Stored records:
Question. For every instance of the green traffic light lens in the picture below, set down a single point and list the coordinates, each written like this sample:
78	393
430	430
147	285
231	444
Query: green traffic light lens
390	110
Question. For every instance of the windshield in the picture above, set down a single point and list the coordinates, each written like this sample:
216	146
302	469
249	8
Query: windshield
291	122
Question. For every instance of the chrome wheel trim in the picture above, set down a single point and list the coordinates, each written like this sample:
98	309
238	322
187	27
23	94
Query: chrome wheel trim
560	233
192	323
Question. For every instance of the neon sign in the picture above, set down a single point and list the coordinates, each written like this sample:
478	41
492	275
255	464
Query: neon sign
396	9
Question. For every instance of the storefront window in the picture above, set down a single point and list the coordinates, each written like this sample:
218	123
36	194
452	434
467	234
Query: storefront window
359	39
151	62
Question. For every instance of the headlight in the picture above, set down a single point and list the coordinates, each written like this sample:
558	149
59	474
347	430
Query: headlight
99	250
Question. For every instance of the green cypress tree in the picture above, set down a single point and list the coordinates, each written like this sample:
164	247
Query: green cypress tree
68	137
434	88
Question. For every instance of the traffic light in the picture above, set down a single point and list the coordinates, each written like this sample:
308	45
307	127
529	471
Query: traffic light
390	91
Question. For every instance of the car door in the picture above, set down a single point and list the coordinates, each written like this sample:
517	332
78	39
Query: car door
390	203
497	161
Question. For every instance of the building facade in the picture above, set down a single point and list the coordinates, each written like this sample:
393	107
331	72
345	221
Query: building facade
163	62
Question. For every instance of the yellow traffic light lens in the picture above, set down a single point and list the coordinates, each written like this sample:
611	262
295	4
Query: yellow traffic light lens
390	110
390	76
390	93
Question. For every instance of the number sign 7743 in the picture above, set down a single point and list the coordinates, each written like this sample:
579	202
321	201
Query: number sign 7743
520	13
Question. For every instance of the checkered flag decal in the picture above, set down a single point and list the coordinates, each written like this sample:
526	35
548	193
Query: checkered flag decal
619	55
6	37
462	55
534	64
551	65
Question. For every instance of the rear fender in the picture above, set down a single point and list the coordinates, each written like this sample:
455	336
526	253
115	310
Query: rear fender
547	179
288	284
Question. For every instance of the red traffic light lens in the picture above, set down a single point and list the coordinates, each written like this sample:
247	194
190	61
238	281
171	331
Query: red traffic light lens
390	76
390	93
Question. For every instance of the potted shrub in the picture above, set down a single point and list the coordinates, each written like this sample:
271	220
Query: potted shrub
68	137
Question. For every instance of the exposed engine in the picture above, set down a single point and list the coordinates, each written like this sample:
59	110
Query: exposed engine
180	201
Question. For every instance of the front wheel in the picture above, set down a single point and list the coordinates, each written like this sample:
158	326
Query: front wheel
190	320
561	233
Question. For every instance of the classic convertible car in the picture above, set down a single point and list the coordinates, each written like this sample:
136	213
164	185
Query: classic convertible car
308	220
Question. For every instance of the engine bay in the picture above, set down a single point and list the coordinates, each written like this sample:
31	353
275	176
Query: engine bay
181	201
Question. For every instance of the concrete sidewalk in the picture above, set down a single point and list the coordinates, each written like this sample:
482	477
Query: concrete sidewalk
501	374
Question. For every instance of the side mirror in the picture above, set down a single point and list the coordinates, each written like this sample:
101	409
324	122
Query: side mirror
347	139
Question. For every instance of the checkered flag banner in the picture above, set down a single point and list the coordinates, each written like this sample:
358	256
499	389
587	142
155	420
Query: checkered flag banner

Stated exercise -
Extract the data exactly as given.

Result for this task -
Question. For every instance of the green traffic light lens in the picture below, set down a single point and list the coordinates, each written like this sample:
78	393
430	430
147	285
231	444
Query: green traffic light lens
390	110
Question. For every instance of the windshield in the picture above, set down a single point and list the coordinates, each written like this sample:
216	146
302	469
249	8
Query: windshield
291	122
Question. For every instance of the chrome wheel trim in the picture above, set down a single point and list the coordinates, each written like this sample:
98	309
238	322
187	27
23	94
Query: chrome wheel trim
560	233
192	323
Question. For every instance of the neon sign in the picture above, set down a single point and list the coordinates, each written like this sample:
478	41
492	275
255	464
Query: neon sign
396	9
Question. For every instance of the storefront window in the picture above, set down a single point and list the coordinates, each written like this sample:
218	123
36	194
452	434
467	234
Query: storefront window
359	39
151	62
Question. For every instance of the headlight in the picture above, set down a single point and list the coordinates, each written like this sample:
558	149
59	474
347	430
Query: headlight
99	250
Question. For every instance of the green cypress tree in the picture above, set down a single point and list the coordinates, each written like this sample:
164	247
Query: green cypress tree
68	137
434	88
Question. For every instance of the traffic light in the picture above, set down a single point and list the coordinates, each written like this sample:
308	45
307	127
529	471
Query: traffic light
390	91
Question. For every instance of the car door in the picture above, set down a single point and list the coordinates, each written like this sample:
517	332
78	39
Query: car door
390	203
497	161
Question. For every instance of the building facade in the picture above, set down a single point and list the coordinates, each written like this sample:
393	107
331	72
345	221
Query: building facade
163	62
Question. For every instance of the yellow traffic light lens in the picture above, set down a single point and list the coordinates, each written like this sample:
611	262
295	4
Query: yellow traffic light lens
390	110
390	76
390	93
Question. For every instance of the number sign 7743 in the picture above, set down a single point and list the coordinates, each written like this sample:
579	202
321	201
Query: number sign 7743
520	13
Question. For every instance of the checkered flag decal in the picture above, set down a single point and list the coordinates, each written like this sample:
526	35
548	193
Query: checkered flag decal
619	55
6	37
462	55
534	64
551	65
Question. For every instance of the rear fender in the picture above, set down a single point and list the coordinates, each written like this sample:
455	336
526	253
115	310
Query: rear fender
547	179
288	284
Question. For every instance of the red traffic light lens in the picture above, set down a single point and list the coordinates, each written like this sample:
247	194
190	61
238	281
171	331
Query: red traffic light lens
390	76
390	93
Question. For every instance of the potted shrub in the picture above, set down a single point and list the coordinates, each written like this sample:
271	220
Query: potted shrub
68	137
Question. For every instance of the exposed engine in the picture above, set down a single point and list the coordinates, each written like this sample:
59	110
Query: exposed engine
180	201
Question. For every instance of the front wheel in the picture above, set down a single point and list the coordinates, each written like this sample:
158	326
Query: front wheel
190	320
561	233
Question. For every instance of the classic convertible car in the picture above, set down a single point and list the coordinates, each written like this sample:
136	213
164	185
Query: classic convertible car
308	220
Question. For every instance of the engine bay in the picture above, set down a single point and list the coordinates, each written like this sample:
31	353
275	176
Query: engine bay
181	201
Question. For every instance of the concrete sidewalk in the picture above, set down a single point and list the coordinates, each written like this sample:
482	477
Query: concrete sidewalk
501	374
Question. For every instance of the side mirror in the picture above, set down a single point and list the coordinates, each written like this sample:
101	409
324	122
Query: side mirror
347	139
Question. For every instance of the checkered flag banner in the picture above, set down a single point and list the coordinates, each written like this sample:
358	256
499	389
587	142
155	420
Query: checkered flag banner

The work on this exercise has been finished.